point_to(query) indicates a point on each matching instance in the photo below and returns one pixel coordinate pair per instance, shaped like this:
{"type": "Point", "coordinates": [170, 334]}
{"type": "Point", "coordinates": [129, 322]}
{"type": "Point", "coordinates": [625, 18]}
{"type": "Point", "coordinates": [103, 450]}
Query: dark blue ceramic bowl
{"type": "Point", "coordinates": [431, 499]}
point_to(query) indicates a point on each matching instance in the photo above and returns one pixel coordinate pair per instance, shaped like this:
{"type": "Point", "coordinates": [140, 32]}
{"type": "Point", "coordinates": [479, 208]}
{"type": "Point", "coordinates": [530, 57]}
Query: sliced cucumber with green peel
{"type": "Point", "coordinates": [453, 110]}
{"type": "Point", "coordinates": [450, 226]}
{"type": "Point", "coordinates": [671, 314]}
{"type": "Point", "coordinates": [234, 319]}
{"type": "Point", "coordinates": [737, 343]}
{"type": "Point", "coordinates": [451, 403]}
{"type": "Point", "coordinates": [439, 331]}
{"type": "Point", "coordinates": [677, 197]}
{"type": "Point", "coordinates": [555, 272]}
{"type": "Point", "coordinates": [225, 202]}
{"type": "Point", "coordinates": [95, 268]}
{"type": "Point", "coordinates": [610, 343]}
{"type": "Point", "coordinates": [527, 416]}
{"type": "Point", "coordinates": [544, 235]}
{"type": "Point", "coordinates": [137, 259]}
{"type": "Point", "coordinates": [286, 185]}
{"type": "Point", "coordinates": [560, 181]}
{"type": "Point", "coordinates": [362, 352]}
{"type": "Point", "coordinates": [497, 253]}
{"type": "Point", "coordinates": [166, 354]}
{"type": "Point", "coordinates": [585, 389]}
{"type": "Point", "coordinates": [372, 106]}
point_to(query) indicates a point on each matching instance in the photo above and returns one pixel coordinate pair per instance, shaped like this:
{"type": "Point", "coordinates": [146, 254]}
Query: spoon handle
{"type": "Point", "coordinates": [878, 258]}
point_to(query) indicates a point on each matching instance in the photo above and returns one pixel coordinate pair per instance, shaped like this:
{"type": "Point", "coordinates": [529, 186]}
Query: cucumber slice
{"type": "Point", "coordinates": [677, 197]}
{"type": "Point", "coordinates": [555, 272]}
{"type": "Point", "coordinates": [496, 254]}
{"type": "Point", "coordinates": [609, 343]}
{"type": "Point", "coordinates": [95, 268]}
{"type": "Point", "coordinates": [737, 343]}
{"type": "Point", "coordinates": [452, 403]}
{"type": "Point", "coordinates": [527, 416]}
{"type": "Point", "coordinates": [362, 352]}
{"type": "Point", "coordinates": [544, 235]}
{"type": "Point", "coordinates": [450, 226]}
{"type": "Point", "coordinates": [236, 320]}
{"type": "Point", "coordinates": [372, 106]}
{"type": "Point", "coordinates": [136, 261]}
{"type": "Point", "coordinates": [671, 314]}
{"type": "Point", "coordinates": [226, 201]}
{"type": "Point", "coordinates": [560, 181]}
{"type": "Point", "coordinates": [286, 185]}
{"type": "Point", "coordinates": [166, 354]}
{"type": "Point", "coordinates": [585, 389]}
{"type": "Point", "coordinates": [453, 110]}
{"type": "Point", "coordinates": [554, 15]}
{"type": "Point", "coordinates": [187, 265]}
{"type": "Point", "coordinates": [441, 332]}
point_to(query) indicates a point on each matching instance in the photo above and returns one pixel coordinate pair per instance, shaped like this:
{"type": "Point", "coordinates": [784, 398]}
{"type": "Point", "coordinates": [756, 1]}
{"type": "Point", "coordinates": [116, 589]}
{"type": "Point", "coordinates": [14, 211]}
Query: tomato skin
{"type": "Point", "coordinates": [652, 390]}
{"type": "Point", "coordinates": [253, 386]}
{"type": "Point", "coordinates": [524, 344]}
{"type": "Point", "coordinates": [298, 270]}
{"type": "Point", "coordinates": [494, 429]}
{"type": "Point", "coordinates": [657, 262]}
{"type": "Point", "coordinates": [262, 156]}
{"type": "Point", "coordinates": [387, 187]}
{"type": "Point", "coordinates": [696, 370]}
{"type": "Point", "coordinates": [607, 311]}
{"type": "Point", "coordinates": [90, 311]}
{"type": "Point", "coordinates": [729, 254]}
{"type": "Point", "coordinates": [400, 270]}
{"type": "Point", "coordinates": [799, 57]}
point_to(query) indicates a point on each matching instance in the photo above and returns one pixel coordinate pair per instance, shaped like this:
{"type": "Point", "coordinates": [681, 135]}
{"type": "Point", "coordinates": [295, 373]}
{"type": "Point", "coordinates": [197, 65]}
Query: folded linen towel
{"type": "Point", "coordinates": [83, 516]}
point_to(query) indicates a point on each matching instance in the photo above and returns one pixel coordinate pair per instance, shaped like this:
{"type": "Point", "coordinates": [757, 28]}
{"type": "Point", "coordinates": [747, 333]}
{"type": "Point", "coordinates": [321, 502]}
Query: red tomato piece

(Required action):
Reproduce the full listing above, character for character.

(Result):
point_to(query) indicates a point on each matching instance in the photo below and returns one pixel coordinate pair per instance, shaped like this:
{"type": "Point", "coordinates": [170, 334]}
{"type": "Point", "coordinates": [129, 322]}
{"type": "Point", "coordinates": [625, 18]}
{"type": "Point", "coordinates": [103, 450]}
Query: dark blue ceramic bowl
{"type": "Point", "coordinates": [431, 499]}
point_to(query) indicates a point on each matching instance in the photo above and returns one pixel coordinate pair per instance, shaped like this:
{"type": "Point", "coordinates": [140, 32]}
{"type": "Point", "coordinates": [479, 208]}
{"type": "Point", "coordinates": [530, 57]}
Query: sliced cucumber with green peel
{"type": "Point", "coordinates": [453, 110]}
{"type": "Point", "coordinates": [450, 226]}
{"type": "Point", "coordinates": [671, 314]}
{"type": "Point", "coordinates": [234, 319]}
{"type": "Point", "coordinates": [737, 343]}
{"type": "Point", "coordinates": [451, 403]}
{"type": "Point", "coordinates": [439, 331]}
{"type": "Point", "coordinates": [677, 197]}
{"type": "Point", "coordinates": [555, 272]}
{"type": "Point", "coordinates": [225, 202]}
{"type": "Point", "coordinates": [95, 268]}
{"type": "Point", "coordinates": [610, 343]}
{"type": "Point", "coordinates": [527, 416]}
{"type": "Point", "coordinates": [544, 235]}
{"type": "Point", "coordinates": [137, 259]}
{"type": "Point", "coordinates": [286, 185]}
{"type": "Point", "coordinates": [560, 181]}
{"type": "Point", "coordinates": [362, 352]}
{"type": "Point", "coordinates": [497, 253]}
{"type": "Point", "coordinates": [166, 354]}
{"type": "Point", "coordinates": [585, 389]}
{"type": "Point", "coordinates": [372, 106]}
point_to(query) indicates a point on each matching instance in the photo above and returns one pixel coordinate pair per instance, shaped like this:
{"type": "Point", "coordinates": [146, 254]}
Query: spoon handle
{"type": "Point", "coordinates": [878, 258]}
point_to(query) indicates a point on each matching instance in the photo above and returns one pixel coordinate pair per instance, shaped like this:
{"type": "Point", "coordinates": [529, 186]}
Query: cucumber slice
{"type": "Point", "coordinates": [677, 197]}
{"type": "Point", "coordinates": [555, 272]}
{"type": "Point", "coordinates": [496, 254]}
{"type": "Point", "coordinates": [609, 343]}
{"type": "Point", "coordinates": [95, 268]}
{"type": "Point", "coordinates": [737, 343]}
{"type": "Point", "coordinates": [452, 403]}
{"type": "Point", "coordinates": [527, 416]}
{"type": "Point", "coordinates": [362, 352]}
{"type": "Point", "coordinates": [544, 235]}
{"type": "Point", "coordinates": [450, 226]}
{"type": "Point", "coordinates": [236, 320]}
{"type": "Point", "coordinates": [372, 106]}
{"type": "Point", "coordinates": [136, 261]}
{"type": "Point", "coordinates": [671, 314]}
{"type": "Point", "coordinates": [226, 201]}
{"type": "Point", "coordinates": [560, 181]}
{"type": "Point", "coordinates": [286, 185]}
{"type": "Point", "coordinates": [166, 354]}
{"type": "Point", "coordinates": [585, 389]}
{"type": "Point", "coordinates": [453, 110]}
{"type": "Point", "coordinates": [554, 15]}
{"type": "Point", "coordinates": [187, 265]}
{"type": "Point", "coordinates": [441, 332]}
point_to(query) indicates a point on each matching instance in the photo above and returns one pixel coordinate pair per instance, shaped like this:
{"type": "Point", "coordinates": [784, 398]}
{"type": "Point", "coordinates": [756, 1]}
{"type": "Point", "coordinates": [116, 589]}
{"type": "Point", "coordinates": [14, 211]}
Query: tomato skin
{"type": "Point", "coordinates": [652, 390]}
{"type": "Point", "coordinates": [253, 386]}
{"type": "Point", "coordinates": [524, 344]}
{"type": "Point", "coordinates": [298, 270]}
{"type": "Point", "coordinates": [494, 429]}
{"type": "Point", "coordinates": [657, 262]}
{"type": "Point", "coordinates": [262, 156]}
{"type": "Point", "coordinates": [387, 187]}
{"type": "Point", "coordinates": [696, 370]}
{"type": "Point", "coordinates": [607, 311]}
{"type": "Point", "coordinates": [90, 311]}
{"type": "Point", "coordinates": [729, 254]}
{"type": "Point", "coordinates": [400, 270]}
{"type": "Point", "coordinates": [799, 57]}
point_to(query) indicates a point on each matching instance in the photo above and returns one pixel coordinate pair per instance, shaped like this:
{"type": "Point", "coordinates": [681, 135]}
{"type": "Point", "coordinates": [295, 373]}
{"type": "Point", "coordinates": [197, 65]}
Query: folded linen towel
{"type": "Point", "coordinates": [83, 516]}
point_to(query) indicates a point on each matching instance in the photo above and returns one pixel coordinate pair per instance, shaped like this:
{"type": "Point", "coordinates": [757, 28]}
{"type": "Point", "coordinates": [747, 333]}
{"type": "Point", "coordinates": [321, 502]}
Query: red tomato piece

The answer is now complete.